Short problem 1: In the post about the CAPE Conference below, who gave the keynote speech?
=== Passage to read ===
Posted by Richard Allen
The Overseas Development Institute’s annual CAPE Conference (the eighth in the series) on Budgeting in the Real World took place in London from November 13–14, 2013. The Conference attracted an impressive group of 110 national and international public servants, consultants and academics who work on budget institutions. For many practitioners, CAPE is the definitive PFM event of the year. The keynote speech, which was featured in a recent blog post, was given by Antoinette Sayeh, Director of the IMF’s Africa Department. Other notable presentations were made by Matt Andrews of the Harvard Kennedy School, and Allen Schick of the Brookings Institution and University of Maryland.
The Conference included sessions on the form and functionality of budget systems, what constitutes a capable ministry of finance, how reform can deliver change in the budget process, and how improved budget systems impact on development outcomes. Much of this is familiar ground and there was a sense of déjà vu in some of the presentations. One participant asked rhetorically why there were no feedback loops in our profession, why the same messages kept on being repeated from one year to the next, and why PFM practitioners appeared to learn so little and did not change their attitudes or behavior. Nevertheless, while the agenda had a familiar look on the surface, there were encouraging signs that an important if uncomfortable truth about the nature of budget reform is beginning to sink in to the collective mind of the PFM community. Indeed, the Conference may prove to be a watershed in the development of thinking on PFM reform, though much work remains to be done to flesh out the details of the new approach—an emerging “New PFM Consensus”—and put it into practice.
The uncomfortable truth to my mind is that the old consensus on budget reform (stemming from the 1990s), based broadly on the idea that developing countries should follow the approach to reform followed in advanced countries, has proved largely unsuccessful. According to the World Bank’s CPIA ratings, PFM systems in developing countries hardly increased during the last ten years. PEFA scores generally paint a similar disappointing picture. African countries include many notable examples of this failed approach and it was encouraging that the Director of the IMF’s Africa region confronted this challenge directly in her speech.
=== Data extract ===
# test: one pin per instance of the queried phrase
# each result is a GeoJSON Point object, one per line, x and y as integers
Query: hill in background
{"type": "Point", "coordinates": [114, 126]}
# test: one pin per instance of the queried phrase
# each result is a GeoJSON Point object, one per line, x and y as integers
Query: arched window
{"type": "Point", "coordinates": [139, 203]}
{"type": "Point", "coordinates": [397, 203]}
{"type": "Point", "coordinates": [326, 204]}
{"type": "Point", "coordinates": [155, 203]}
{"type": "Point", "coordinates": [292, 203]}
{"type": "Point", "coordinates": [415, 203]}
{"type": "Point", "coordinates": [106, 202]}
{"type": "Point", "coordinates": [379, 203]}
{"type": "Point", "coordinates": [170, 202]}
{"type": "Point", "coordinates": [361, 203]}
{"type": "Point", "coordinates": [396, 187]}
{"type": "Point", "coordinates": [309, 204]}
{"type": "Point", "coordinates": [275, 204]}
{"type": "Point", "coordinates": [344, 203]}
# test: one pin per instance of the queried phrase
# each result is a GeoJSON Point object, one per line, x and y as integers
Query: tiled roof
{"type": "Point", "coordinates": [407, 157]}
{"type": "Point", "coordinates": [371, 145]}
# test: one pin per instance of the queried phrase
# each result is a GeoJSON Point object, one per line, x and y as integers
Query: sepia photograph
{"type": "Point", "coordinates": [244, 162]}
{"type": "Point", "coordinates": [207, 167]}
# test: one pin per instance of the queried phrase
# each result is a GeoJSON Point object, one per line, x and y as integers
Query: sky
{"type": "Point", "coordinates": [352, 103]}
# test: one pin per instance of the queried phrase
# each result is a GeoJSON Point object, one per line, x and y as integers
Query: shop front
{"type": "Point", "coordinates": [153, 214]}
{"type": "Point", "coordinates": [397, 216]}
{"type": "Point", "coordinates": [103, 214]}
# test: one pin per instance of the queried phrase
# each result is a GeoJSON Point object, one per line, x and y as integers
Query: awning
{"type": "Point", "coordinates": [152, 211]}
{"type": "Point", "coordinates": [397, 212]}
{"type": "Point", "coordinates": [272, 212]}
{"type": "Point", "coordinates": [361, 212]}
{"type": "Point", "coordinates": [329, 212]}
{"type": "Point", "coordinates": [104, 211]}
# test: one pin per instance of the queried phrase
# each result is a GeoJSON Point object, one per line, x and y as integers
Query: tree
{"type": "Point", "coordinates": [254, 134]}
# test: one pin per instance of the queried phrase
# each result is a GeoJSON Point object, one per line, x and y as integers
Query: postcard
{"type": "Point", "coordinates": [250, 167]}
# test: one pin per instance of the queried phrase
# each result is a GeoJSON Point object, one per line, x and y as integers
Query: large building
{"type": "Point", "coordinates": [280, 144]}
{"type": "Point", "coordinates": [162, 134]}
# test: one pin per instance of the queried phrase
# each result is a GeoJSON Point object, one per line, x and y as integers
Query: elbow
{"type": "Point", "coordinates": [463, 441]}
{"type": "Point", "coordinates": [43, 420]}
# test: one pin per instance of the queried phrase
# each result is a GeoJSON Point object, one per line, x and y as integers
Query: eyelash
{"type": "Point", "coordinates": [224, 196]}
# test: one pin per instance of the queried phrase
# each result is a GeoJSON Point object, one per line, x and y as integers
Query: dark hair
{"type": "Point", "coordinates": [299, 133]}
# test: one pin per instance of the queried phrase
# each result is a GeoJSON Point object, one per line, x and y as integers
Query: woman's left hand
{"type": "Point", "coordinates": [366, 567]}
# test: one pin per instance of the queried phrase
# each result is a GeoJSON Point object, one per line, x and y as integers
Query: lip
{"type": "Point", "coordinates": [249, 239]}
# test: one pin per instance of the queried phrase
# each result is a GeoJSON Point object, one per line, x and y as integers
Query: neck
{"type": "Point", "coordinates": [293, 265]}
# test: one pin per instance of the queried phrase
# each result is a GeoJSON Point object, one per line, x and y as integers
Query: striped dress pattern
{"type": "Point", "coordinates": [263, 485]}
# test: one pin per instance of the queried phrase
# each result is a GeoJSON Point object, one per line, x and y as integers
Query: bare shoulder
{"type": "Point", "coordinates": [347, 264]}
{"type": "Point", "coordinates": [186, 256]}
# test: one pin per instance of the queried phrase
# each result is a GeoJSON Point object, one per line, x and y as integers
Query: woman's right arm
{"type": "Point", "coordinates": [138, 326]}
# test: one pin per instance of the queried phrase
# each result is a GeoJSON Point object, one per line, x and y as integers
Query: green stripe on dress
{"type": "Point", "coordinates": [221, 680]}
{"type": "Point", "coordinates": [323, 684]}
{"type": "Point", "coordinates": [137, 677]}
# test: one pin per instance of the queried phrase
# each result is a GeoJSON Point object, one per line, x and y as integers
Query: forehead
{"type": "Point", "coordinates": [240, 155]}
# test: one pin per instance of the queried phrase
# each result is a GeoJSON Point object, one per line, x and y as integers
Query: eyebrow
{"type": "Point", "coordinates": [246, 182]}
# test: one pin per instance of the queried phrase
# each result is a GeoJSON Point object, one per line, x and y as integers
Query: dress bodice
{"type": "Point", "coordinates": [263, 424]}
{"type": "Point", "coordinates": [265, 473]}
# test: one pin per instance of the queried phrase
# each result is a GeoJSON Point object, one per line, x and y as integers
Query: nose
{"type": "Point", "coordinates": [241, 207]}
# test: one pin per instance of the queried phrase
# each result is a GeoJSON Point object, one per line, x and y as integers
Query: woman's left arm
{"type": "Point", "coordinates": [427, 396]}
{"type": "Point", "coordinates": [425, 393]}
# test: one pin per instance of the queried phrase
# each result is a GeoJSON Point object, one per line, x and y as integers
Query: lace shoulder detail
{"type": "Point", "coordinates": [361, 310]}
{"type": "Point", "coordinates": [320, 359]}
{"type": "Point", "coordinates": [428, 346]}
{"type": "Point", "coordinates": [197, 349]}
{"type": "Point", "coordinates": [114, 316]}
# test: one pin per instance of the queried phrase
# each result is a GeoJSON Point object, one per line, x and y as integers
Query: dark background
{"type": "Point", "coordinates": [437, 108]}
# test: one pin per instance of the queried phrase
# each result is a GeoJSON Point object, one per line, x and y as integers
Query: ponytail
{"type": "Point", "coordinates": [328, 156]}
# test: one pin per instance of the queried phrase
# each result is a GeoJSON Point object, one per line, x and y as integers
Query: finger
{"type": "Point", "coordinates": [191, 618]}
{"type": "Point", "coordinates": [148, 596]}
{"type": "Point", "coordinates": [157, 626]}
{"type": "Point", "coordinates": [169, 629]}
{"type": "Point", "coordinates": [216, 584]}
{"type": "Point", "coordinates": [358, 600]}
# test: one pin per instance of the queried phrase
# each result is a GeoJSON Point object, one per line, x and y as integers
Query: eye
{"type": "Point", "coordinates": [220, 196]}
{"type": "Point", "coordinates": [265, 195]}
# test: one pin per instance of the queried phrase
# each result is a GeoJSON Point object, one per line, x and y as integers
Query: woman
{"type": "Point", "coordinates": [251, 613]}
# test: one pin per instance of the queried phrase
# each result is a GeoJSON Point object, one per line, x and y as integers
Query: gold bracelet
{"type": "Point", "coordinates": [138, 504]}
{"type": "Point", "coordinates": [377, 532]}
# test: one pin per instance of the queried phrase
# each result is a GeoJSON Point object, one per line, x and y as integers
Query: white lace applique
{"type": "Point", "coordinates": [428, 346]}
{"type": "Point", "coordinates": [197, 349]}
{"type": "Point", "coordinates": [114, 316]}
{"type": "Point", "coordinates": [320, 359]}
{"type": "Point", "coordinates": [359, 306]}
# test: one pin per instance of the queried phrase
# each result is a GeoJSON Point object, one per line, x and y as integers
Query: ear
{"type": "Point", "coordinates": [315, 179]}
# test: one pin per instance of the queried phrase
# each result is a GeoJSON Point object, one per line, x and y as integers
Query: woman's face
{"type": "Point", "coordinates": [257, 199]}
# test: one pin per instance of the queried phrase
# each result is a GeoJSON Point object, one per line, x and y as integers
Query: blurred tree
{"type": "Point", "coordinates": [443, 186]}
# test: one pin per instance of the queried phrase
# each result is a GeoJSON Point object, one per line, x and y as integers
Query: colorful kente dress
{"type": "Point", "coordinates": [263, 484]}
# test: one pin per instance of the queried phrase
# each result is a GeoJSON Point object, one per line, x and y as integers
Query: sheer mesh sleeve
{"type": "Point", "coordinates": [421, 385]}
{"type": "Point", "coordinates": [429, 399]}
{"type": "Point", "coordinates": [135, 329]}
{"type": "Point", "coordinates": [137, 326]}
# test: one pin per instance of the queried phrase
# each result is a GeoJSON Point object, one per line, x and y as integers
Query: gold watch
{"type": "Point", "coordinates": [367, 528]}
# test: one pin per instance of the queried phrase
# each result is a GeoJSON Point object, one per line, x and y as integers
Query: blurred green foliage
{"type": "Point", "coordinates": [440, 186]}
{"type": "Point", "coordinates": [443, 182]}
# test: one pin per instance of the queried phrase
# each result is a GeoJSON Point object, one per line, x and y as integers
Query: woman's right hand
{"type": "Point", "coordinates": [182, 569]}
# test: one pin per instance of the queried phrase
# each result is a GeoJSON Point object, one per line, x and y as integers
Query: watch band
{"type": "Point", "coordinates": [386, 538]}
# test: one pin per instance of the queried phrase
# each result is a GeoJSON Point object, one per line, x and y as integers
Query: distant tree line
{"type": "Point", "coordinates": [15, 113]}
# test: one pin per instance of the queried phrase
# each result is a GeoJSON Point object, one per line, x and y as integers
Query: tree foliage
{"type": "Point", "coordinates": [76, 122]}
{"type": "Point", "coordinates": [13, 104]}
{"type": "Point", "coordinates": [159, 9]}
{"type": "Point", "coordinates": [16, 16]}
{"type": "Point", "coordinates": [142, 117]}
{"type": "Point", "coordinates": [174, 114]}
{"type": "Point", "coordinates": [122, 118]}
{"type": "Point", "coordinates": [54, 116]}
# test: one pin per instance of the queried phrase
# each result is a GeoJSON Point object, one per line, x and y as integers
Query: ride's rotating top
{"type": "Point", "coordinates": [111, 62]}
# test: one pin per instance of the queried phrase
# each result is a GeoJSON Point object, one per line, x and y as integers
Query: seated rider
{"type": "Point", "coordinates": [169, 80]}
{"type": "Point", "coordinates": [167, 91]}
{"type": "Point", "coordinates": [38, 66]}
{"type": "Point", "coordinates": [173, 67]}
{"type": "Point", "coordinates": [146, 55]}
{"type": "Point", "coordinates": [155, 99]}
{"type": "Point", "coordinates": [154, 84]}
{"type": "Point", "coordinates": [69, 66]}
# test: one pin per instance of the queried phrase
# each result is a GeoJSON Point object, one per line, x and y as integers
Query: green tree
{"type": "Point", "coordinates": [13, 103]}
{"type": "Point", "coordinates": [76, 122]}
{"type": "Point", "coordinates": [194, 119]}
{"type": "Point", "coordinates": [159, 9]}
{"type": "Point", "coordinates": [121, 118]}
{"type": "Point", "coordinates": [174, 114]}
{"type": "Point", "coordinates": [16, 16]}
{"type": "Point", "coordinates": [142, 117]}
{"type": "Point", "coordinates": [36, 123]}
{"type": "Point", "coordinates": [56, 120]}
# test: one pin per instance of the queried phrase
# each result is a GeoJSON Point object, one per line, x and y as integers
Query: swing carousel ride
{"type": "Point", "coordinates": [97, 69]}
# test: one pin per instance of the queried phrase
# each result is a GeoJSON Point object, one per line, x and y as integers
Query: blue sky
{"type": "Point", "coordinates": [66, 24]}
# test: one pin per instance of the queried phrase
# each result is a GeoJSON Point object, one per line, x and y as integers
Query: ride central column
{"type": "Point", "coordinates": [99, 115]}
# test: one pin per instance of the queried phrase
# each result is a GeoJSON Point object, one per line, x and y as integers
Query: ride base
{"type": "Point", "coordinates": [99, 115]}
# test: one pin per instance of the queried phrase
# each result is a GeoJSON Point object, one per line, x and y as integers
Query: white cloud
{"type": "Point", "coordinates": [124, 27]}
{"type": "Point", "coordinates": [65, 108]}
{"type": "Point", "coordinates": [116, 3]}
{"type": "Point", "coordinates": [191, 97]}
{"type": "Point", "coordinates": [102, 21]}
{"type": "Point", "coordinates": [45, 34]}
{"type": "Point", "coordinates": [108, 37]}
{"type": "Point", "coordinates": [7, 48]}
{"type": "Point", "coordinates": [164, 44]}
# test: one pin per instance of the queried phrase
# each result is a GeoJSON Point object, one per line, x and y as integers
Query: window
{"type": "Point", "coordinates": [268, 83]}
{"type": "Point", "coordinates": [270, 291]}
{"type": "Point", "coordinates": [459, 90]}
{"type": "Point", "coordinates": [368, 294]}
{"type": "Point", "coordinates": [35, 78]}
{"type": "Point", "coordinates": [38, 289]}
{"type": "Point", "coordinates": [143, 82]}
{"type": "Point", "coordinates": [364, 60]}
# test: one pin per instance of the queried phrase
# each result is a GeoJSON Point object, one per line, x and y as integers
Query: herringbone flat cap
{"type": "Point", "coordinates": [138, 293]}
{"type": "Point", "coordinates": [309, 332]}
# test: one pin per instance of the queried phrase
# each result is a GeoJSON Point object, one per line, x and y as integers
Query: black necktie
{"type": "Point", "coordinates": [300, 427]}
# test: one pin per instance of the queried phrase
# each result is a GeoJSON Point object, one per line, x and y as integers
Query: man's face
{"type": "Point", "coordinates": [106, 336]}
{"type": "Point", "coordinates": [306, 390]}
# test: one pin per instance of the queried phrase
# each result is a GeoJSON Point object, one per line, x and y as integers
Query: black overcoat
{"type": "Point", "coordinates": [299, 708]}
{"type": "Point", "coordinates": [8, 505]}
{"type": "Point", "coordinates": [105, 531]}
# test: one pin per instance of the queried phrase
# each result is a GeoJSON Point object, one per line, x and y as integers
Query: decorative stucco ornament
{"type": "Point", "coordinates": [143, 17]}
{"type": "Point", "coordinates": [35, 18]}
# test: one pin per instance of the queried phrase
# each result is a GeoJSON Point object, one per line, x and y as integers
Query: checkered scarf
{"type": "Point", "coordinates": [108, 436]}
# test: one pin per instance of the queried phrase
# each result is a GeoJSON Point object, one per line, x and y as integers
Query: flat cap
===
Short problem 2: Find every line in the records that contains the word "black", and copy each one out. Case counts.

Full answer 1: Antoinette Sayeh, Director of the IMF's Africa Department.

Full answer 2:
Query: black necktie
Query: black overcoat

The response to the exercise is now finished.